#### [Assignment]
The line containing "Pin every instance of the beige" marks where copying starts, so set down that line and each one after it exactly, through the end of the records.

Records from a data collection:

== Segment start ==

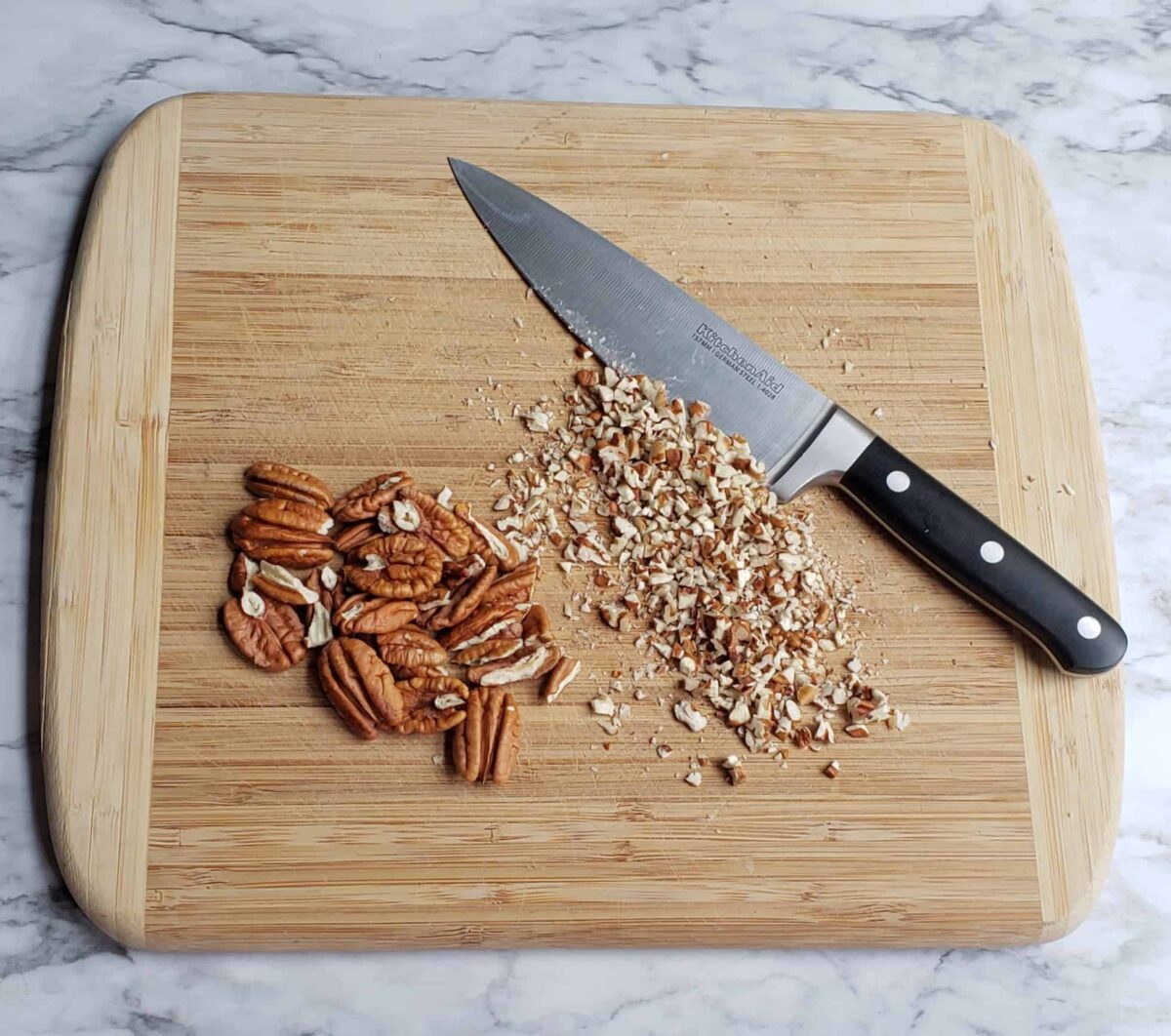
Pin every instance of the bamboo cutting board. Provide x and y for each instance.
(299, 279)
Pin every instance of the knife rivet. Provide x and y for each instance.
(1089, 626)
(992, 551)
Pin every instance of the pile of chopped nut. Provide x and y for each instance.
(424, 584)
(696, 555)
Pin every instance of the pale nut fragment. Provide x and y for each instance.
(358, 686)
(279, 480)
(411, 649)
(560, 677)
(431, 705)
(491, 650)
(362, 614)
(489, 542)
(366, 500)
(273, 642)
(399, 566)
(485, 747)
(464, 601)
(526, 664)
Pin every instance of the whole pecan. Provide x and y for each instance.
(398, 566)
(358, 686)
(465, 600)
(415, 512)
(373, 496)
(272, 479)
(431, 703)
(486, 744)
(486, 621)
(361, 614)
(284, 532)
(350, 538)
(492, 545)
(273, 639)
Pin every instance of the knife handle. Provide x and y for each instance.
(982, 559)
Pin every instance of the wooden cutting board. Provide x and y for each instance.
(299, 279)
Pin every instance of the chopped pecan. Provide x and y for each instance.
(464, 601)
(491, 650)
(411, 649)
(272, 641)
(486, 744)
(398, 566)
(537, 625)
(487, 542)
(358, 686)
(350, 538)
(279, 480)
(373, 496)
(284, 532)
(524, 665)
(560, 677)
(361, 614)
(431, 705)
(415, 512)
(485, 621)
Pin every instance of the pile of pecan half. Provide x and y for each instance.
(422, 588)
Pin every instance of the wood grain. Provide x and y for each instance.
(337, 302)
(103, 548)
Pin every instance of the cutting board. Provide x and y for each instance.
(299, 279)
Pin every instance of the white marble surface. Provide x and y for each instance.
(1088, 93)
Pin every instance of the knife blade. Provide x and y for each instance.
(635, 320)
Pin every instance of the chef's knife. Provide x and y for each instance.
(637, 321)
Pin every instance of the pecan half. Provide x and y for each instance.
(415, 512)
(560, 677)
(272, 479)
(364, 501)
(524, 665)
(431, 705)
(486, 744)
(491, 620)
(491, 650)
(487, 542)
(411, 649)
(273, 641)
(360, 614)
(350, 538)
(464, 601)
(284, 532)
(398, 566)
(358, 686)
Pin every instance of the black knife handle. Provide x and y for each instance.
(984, 560)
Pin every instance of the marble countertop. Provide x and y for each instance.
(1088, 95)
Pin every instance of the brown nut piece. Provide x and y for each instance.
(486, 744)
(526, 664)
(364, 501)
(486, 621)
(415, 512)
(431, 705)
(358, 686)
(464, 601)
(560, 677)
(273, 641)
(350, 538)
(410, 649)
(361, 614)
(279, 480)
(399, 566)
(493, 547)
(491, 650)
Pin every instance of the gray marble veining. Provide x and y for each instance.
(1086, 87)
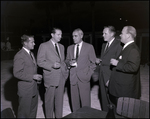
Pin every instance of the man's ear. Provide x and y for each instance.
(52, 34)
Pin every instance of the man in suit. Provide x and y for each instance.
(125, 78)
(111, 48)
(81, 62)
(50, 57)
(25, 69)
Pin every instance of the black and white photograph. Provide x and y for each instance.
(75, 59)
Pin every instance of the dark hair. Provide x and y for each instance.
(54, 30)
(131, 30)
(79, 30)
(111, 29)
(25, 38)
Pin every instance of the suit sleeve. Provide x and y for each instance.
(132, 64)
(41, 59)
(92, 58)
(18, 69)
(67, 58)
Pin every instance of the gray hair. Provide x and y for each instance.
(131, 30)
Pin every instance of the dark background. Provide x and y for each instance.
(39, 17)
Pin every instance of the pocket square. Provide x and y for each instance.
(120, 57)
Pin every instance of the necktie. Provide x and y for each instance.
(106, 48)
(57, 49)
(77, 51)
(31, 55)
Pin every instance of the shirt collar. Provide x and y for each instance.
(80, 44)
(127, 44)
(111, 41)
(28, 51)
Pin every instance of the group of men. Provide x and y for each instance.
(118, 76)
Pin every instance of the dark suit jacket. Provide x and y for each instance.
(46, 58)
(112, 52)
(24, 68)
(85, 63)
(125, 78)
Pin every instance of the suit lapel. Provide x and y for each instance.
(54, 50)
(32, 60)
(82, 50)
(110, 47)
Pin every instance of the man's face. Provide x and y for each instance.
(77, 37)
(30, 43)
(57, 35)
(107, 34)
(124, 35)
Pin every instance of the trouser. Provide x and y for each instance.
(54, 100)
(80, 93)
(27, 106)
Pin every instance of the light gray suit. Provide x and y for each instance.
(54, 79)
(80, 76)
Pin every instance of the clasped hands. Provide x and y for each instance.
(37, 77)
(112, 61)
(56, 65)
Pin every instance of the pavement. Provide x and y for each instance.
(9, 98)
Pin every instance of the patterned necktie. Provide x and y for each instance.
(57, 49)
(31, 55)
(77, 51)
(106, 48)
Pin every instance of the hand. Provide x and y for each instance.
(56, 65)
(98, 61)
(114, 62)
(37, 77)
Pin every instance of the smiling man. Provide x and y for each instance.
(50, 57)
(81, 62)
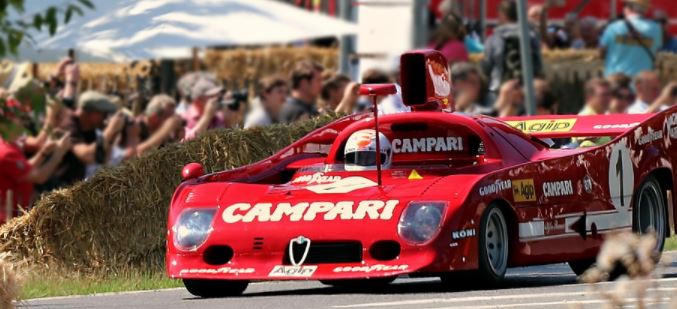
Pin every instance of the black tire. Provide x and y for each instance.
(373, 283)
(649, 212)
(215, 288)
(579, 267)
(493, 246)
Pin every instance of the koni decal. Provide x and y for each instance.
(427, 144)
(523, 190)
(465, 233)
(558, 188)
(495, 187)
(305, 211)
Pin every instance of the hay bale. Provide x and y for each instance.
(117, 219)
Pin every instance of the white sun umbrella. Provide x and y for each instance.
(132, 29)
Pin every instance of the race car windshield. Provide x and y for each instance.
(363, 158)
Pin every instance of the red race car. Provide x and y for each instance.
(426, 193)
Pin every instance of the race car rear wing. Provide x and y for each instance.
(563, 126)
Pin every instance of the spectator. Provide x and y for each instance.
(510, 101)
(667, 99)
(629, 45)
(597, 97)
(648, 88)
(18, 175)
(333, 90)
(669, 42)
(69, 70)
(502, 60)
(597, 100)
(589, 32)
(621, 93)
(273, 93)
(203, 113)
(306, 80)
(467, 81)
(546, 103)
(88, 147)
(449, 38)
(158, 125)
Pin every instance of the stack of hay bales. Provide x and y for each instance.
(117, 219)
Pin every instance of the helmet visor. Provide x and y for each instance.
(364, 158)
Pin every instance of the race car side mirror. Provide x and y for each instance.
(377, 89)
(192, 171)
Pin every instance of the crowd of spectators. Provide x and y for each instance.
(86, 131)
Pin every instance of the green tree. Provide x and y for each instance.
(13, 32)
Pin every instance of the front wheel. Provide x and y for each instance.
(215, 288)
(493, 246)
(649, 212)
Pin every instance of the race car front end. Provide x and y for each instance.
(298, 235)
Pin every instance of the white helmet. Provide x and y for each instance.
(360, 151)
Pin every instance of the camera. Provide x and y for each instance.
(236, 98)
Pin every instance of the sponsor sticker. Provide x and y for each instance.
(345, 185)
(293, 271)
(671, 125)
(544, 125)
(369, 269)
(643, 139)
(427, 144)
(558, 188)
(222, 270)
(317, 178)
(309, 211)
(615, 126)
(495, 187)
(465, 233)
(587, 184)
(523, 190)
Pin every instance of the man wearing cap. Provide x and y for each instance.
(629, 45)
(203, 113)
(88, 147)
(669, 42)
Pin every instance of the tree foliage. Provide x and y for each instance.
(14, 31)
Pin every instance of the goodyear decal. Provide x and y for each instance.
(523, 190)
(544, 125)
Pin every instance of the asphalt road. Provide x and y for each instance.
(552, 286)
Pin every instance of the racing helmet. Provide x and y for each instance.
(360, 151)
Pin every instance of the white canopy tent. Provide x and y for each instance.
(147, 29)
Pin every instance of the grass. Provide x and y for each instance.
(40, 285)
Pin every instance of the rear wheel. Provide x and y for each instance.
(493, 246)
(579, 267)
(215, 288)
(649, 212)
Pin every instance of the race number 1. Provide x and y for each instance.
(621, 176)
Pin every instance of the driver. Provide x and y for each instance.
(360, 151)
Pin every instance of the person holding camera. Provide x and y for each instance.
(272, 95)
(648, 88)
(204, 111)
(89, 147)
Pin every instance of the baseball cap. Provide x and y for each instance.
(642, 3)
(204, 88)
(97, 102)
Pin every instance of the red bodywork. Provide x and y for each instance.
(544, 192)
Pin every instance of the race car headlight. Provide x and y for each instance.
(193, 227)
(421, 221)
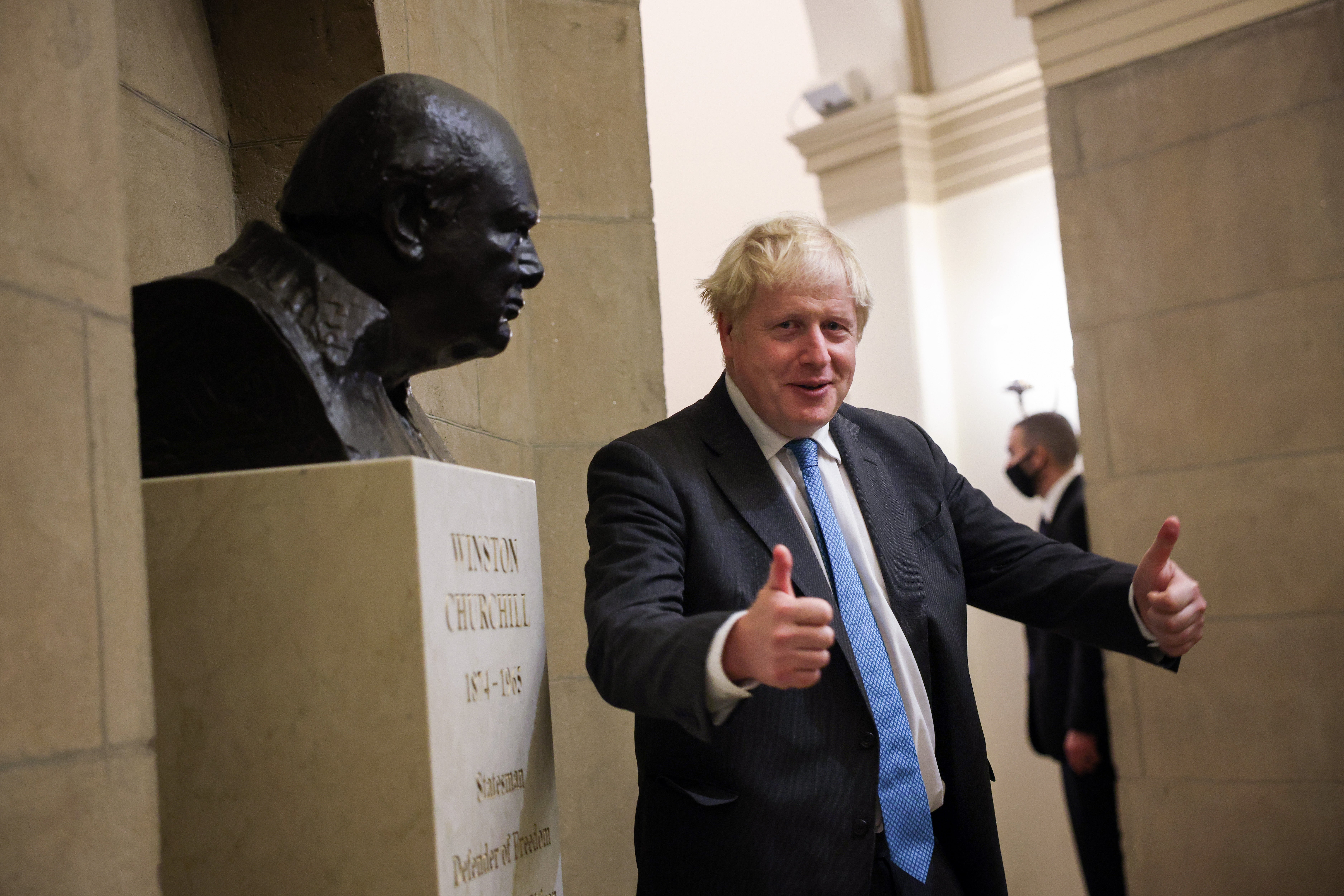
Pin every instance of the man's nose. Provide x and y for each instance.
(815, 351)
(530, 265)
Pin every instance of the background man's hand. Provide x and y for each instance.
(783, 641)
(1081, 752)
(1169, 601)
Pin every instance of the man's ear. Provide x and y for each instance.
(405, 224)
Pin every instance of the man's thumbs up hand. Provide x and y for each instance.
(1169, 601)
(783, 641)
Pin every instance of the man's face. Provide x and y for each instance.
(792, 355)
(478, 260)
(1019, 449)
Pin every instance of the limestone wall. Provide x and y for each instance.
(1202, 214)
(79, 812)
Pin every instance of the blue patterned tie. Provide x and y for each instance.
(905, 803)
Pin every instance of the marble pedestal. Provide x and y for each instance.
(350, 676)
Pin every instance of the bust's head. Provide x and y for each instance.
(420, 194)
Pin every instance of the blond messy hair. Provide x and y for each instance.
(788, 250)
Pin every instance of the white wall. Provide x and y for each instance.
(970, 38)
(1007, 319)
(862, 34)
(721, 80)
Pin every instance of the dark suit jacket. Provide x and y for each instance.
(782, 798)
(1068, 680)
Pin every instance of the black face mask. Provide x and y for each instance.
(1025, 481)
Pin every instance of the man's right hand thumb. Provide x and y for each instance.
(782, 571)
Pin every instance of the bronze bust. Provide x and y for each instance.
(405, 249)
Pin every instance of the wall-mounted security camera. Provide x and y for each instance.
(838, 93)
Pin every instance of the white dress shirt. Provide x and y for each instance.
(722, 696)
(1052, 502)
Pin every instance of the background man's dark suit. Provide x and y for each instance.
(1068, 694)
(783, 797)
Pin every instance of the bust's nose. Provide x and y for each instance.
(530, 267)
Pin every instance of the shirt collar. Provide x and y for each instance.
(1057, 491)
(765, 436)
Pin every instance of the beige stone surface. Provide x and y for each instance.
(1234, 381)
(284, 65)
(505, 386)
(580, 93)
(1259, 700)
(1261, 537)
(292, 679)
(453, 393)
(165, 53)
(562, 504)
(486, 452)
(1201, 218)
(50, 692)
(1095, 436)
(1253, 73)
(260, 175)
(464, 43)
(599, 786)
(179, 193)
(61, 225)
(80, 827)
(120, 535)
(1123, 710)
(1225, 233)
(1233, 839)
(599, 303)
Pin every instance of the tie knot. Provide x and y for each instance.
(806, 451)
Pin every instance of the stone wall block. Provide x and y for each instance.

== Segment end ==

#### [Your solution]
Pin every instance of the beige stone surface. Provide x and y for each instance.
(1234, 381)
(284, 65)
(505, 386)
(580, 93)
(1259, 700)
(1261, 537)
(292, 679)
(453, 393)
(165, 53)
(562, 504)
(486, 452)
(1201, 218)
(50, 692)
(1095, 436)
(1253, 73)
(260, 175)
(464, 43)
(599, 786)
(179, 193)
(61, 225)
(80, 827)
(120, 535)
(1123, 710)
(1225, 233)
(1233, 839)
(599, 303)
Pin every instance of the tie knot. Provide x and y for each instance.
(806, 451)
Pin every instance of the stone wall block. Provide x and y for each instance.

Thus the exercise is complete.